Anyway. Of course he jumps in to foil the arms deal on the Staten Island Ferry, and of course he fails—unlike the previous Spideys he’s truly just a kid. The Ferry, The Spirit of America no less, is not the big iconic THIS IS NEW YORK moment, however. As I hoped when I saw the first trailer, it’s only the halfway mark. Here is this iteration of Spider-Man’s take on that iconic subway fight: once again, the kid from Queens attempts to save New York’s commuters while posing in as cruciform a manner as possible. But here, crucially, he screws up. His interference in the Staten Island Ferry situation nearly kills a lot of people, and pisses Tony off so much that his suit is revoked, he’s publicly humiliated, he loses any hope of joining the Avengers, and is finally sent home to his terrified aunt.

For a few scenes, the film is all about Peter learning to be a normal teen again, devoting himself to friends, family, and school, and trying to apologize and be there for the people he let down. The film could have continued in this vein, with Peter learning the importance of being a friendly neighborhood Spider-Man by seeing how much good he does in small ways. Instead, the film turns and becomes a commentary on New York’s unique relationship to terrorism. Peter learns that Toomes and his henchman plan to hijack a Stark plane and steal Chitauri tech to create more weapons of mass destruction. Since the grown-ups refuse to listen to his warnings, Peter has to be the hero again.

He confronts Toomes in a giant warehouse, and the man intentionally monologues in order to trick Peter into letting his guard down—Peter having been trained by all superhero narratives that once a villain starts monologuing, you’ve all but won.

Then Toomes demolishes the supports beams and brings the roof down.

We’re with Peter—say it with me now—TRAPPED UNDER A BUILDING. And for a good five minutes something happens that I don’t think has happened in a Marvel movie before—all heroics are dropped, and for a little while Peter is just a terrified crying kid. Because, far more than Tobey Maguire or Andrew Garfield, this Peter Parker is a kid. He forgets he has powers. He doesn’t have Cap or Luke Cage under the rubble with him to help. He isn’t engaging in some giant moral dialogue like Daredevil, or undoing time like Strange—he’s just scared. Alone. And then he sees his reflection in a puddle, wearing his old, homemade Spider-Man mask, and he rallies:

“Come on Spider-Man. Come on, Spider-Man.”

Peter Parker, kid from Queens, can’t move the rubble. But Spider-Man is New York’s hero. He rescues bodega cats. He risks his skin to hold the ferry together. He can’t allow Vulture to hurt the city again, and without Iron Man or Cap around to be the hero, it falls to him. The first time I saw this film it was in a packed theater in Brooklyn, and I heard plenty of people around me crying. What does it mean to a New Yorker who maybe teared up watching those New Yorkers pelt Green Goblin with rocks in the first Spider-Man all those years ago, to now see Spidey stand up and shake rubble away? What does it mean to see him emerge from that building?

···

● Tasks for this exercise:
a) In the Spider-Man essay, where does Peter confront Toomes?
b) Revise the Spider-Man essay from "He confronts Toomes" up to and including "all but won.", changing "warehouse" to "hangar".
The listing that comes next is from a different source.

● Supplied entries:
···

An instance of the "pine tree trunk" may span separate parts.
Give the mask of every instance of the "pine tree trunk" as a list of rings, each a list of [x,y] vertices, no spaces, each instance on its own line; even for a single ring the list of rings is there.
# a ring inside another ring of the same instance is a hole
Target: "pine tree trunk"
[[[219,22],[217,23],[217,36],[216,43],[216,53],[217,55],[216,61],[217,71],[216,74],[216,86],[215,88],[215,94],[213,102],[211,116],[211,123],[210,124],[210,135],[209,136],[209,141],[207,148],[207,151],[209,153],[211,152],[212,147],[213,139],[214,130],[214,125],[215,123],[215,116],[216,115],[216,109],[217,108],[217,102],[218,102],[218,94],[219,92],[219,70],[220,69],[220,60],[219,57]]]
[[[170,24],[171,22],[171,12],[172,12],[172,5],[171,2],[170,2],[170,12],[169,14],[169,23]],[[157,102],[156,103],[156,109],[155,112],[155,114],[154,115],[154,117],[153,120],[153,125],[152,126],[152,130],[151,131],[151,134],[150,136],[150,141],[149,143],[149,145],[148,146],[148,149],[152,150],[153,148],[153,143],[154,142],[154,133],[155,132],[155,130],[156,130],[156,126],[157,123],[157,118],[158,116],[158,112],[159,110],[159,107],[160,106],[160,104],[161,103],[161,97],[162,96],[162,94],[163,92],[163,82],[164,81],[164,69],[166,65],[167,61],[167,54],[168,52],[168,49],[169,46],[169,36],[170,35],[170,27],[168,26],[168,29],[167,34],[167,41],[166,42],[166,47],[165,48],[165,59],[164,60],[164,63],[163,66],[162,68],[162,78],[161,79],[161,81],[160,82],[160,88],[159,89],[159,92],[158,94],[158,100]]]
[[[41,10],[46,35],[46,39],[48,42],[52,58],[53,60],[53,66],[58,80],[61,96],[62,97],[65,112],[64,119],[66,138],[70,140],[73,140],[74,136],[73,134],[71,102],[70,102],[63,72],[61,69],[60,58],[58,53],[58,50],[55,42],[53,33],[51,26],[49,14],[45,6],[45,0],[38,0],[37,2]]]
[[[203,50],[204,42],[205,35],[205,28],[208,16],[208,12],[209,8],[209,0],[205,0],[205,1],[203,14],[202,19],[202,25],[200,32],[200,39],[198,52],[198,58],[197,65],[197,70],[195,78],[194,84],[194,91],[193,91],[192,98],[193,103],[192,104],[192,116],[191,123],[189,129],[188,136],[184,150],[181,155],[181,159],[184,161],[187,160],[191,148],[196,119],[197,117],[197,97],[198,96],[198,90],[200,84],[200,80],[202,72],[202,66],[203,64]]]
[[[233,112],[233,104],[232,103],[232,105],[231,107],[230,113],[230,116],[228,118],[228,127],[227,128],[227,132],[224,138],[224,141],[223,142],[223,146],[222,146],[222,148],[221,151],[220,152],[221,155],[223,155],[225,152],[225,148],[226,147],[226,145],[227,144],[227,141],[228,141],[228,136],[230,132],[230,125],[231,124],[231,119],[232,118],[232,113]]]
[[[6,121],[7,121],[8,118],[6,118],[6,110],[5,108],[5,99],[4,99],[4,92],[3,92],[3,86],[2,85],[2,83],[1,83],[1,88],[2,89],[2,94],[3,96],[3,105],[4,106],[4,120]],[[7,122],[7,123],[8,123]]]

···

● Exercise answers:
a) In a giant warehouse.

b)
He confronts Toomes in a giant hangar, and the man intentionally monologues in order to trick Peter into letting his guard down—Peter having been trained by all superhero narratives that once a villain starts monologuing, you’ve all but won.